**Point placement data**
**********
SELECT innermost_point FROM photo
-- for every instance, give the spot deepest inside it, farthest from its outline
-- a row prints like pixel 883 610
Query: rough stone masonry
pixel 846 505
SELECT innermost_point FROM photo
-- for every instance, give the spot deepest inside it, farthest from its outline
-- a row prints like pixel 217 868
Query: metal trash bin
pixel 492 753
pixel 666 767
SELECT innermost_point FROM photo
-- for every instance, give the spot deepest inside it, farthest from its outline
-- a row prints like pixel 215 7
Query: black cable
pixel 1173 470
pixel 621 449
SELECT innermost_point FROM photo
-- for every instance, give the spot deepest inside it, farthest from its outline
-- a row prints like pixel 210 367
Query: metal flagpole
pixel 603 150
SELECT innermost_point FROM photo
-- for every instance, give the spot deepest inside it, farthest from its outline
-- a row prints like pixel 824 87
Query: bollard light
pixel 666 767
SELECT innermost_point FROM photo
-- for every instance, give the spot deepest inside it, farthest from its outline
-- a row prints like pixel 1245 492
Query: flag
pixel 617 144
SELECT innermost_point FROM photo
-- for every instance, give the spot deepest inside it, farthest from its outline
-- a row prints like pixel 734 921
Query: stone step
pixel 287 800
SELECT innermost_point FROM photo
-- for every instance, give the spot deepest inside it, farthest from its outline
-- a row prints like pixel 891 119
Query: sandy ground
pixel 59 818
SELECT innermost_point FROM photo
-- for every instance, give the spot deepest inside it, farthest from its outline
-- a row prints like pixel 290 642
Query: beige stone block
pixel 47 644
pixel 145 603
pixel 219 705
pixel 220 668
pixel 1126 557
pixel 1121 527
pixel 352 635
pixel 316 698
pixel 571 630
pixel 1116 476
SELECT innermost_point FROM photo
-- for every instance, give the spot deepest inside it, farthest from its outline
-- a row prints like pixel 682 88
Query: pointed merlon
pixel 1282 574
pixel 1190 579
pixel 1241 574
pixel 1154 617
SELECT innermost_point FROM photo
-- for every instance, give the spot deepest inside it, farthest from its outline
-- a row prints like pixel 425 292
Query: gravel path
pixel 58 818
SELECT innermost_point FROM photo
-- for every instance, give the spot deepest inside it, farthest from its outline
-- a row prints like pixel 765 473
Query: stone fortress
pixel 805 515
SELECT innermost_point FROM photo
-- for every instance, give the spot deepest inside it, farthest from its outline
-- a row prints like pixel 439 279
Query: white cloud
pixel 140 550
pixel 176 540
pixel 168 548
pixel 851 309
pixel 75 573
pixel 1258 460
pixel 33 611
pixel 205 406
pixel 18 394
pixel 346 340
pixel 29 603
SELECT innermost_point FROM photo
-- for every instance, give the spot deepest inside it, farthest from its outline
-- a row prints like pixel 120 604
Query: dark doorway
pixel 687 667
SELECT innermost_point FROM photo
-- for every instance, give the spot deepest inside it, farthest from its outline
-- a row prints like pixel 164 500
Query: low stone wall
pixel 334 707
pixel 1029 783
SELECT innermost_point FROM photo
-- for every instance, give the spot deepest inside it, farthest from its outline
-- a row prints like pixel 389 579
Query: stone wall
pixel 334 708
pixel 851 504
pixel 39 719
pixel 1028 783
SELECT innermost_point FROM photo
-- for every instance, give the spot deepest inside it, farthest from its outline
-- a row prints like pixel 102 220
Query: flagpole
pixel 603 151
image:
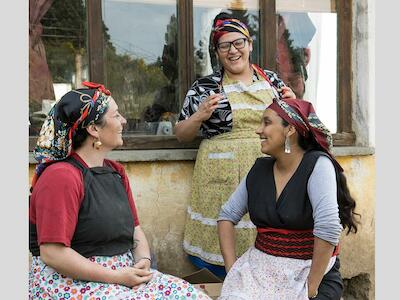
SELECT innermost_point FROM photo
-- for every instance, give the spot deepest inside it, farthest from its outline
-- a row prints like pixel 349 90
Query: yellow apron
pixel 221 163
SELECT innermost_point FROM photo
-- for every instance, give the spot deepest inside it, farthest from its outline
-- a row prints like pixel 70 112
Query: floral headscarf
pixel 228 25
pixel 76 109
pixel 302 116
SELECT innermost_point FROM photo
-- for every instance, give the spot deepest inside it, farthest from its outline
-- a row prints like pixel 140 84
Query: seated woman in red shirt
pixel 85 236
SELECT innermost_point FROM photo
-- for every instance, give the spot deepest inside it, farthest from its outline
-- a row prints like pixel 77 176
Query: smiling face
pixel 235 61
pixel 110 134
pixel 272 133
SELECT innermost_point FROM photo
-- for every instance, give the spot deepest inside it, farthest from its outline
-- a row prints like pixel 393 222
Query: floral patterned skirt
pixel 257 275
pixel 46 283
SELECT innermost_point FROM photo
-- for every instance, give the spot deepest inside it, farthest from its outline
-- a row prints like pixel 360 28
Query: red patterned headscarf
pixel 76 109
pixel 224 26
pixel 301 114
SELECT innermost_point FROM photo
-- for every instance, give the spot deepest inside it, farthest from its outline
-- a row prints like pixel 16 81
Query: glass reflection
pixel 141 62
pixel 307 57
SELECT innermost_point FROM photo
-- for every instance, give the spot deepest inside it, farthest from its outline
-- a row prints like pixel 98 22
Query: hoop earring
pixel 287 145
pixel 97 144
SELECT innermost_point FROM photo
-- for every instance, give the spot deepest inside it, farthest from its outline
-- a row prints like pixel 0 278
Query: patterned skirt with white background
pixel 46 283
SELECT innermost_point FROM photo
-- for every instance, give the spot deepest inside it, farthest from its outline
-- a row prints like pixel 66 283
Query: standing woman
pixel 225 107
pixel 84 232
pixel 299 200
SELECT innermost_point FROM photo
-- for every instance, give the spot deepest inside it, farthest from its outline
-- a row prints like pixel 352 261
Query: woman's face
pixel 235 61
pixel 272 133
pixel 110 134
**********
**Challenge**
Echo the data word for word, from its very first line through the line that contains "pixel 621 449", including both.

**In response**
SELECT innermost_point FROM photo
-- for every instance, give the spot deepest inside it, farthest from its outline
-- a row prints like pixel 883 610
Query: rough stone masonry
pixel 846 505
SELECT innermost_point FROM photo
-- for every instance, give the spot deepest inside it, farthest from its outline
-- a row prints like pixel 217 868
Query: metal trash bin
pixel 492 753
pixel 666 767
SELECT innermost_point FROM photo
-- for every instance, give the spot deepest inside it, farthest from its outline
-- a row prints like pixel 215 7
Query: black cable
pixel 1173 470
pixel 621 449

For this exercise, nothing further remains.